* begin Page extract *

Mr. Lanier also talked to Mr. Flickinger about the possible change. Among other things, Mr. Lanier told Mr. Flickinger that he did not want to continue working for Plaintiff and that the crew complained about Plaintiff “several times a week.” After speaking with his supervisors, Mr. Flickinger informed Mr. Lanier that, instead of being contractually obligated to work with Plaintiff, Timken was free to procure specific construction-related maintenance services from Crowder rather than Plaintiff. In addition, Mr. Flickinger told Mr. Lanier that he would like the crew to stay at the Asheboro plant regardless of whether they were employed by Plaintiff, Crowder, or some other company. After receiving this information, Crowder provided salary and benefits information to Mr. Lanier, submitted a proposal under which Crowder would perform work at Timken's Asheboro plant to Mr. Flickinger, and completed the documentation required for Crowder to become qualified to provide construction-related maintenance services at the Asheboro plant.

* end Page extract *
* begin Given information *

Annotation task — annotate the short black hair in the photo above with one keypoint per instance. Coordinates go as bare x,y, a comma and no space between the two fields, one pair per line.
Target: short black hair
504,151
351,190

* end Given information *

▶ _What to work on_
- A) Answer these questions from the passage on the Timken maintenance crew:
(i) According to Mr. Lanier, how often did the crew complain about Plaintiff?
(ii) Where did Mr. Flickinger want the crew to stay?
(iii) What information did Crowder provide to Mr. Lanier?
- B) Carry on the passage on the Timken maintenance crew from its last sentence.
The listing has no role in this work.

▶ _The replies_
- A)
(i) Several times a week.
(ii) At the Asheboro plant.
(iii) Salary and benefits information.

- B)
Between July and October of 2010, the crew had frequent discussions concerning their dissatisfaction with Plaintiff and the possibility that they might begin working for Crowder instead. On 23 August 2010, Mr. Richardson received an email from Caleb Rice, one of Plaintiff's safety managers, in which Mr. Rice stated that:

I just wanted to send you guys a note reflecting on my visit with Steve Lanier at Timken Asheboro last week.... I would regret not letting you know the concerns that Steve has voiced to me, and knowing Steve as a very honest and straightforward person, these are not idle threats.... Steve is looking at other contactors to work for in the Timken Asheboro plant, and right now the only thing stalling the change is which company will offer the best pay and benefits. First of all, Steve says that he does not want to change companies, he feels that they have been through enough without having to go through another change, but the crew up there will not continue working with all of these issues. The following are some of the issues that he has had over the last two months.....

On the following day, Mr. Richardson traveled to the Asheboro plant and met with Mr. Lanier, Mr. Flickinger, and the other members of the crew for the purpose of discussing issues that were of concern to the crew. However, the crew continued to be dissatisfied with their status as employees of Plaintiff.

On 27 September 2010, the members of the crew met with Tracy Moore to discuss working for Crowder. Although the benefits offered by Crowder were not as favorable as those already provided by Plaintiff, the entire crew decided to quit working for Plaintiff and to go to work for Crowder. As a result, on 7 October 2010, the crew traveled to Crowder's Spartanburg, South Carolina, office, where they completed job applications and were hired to work for...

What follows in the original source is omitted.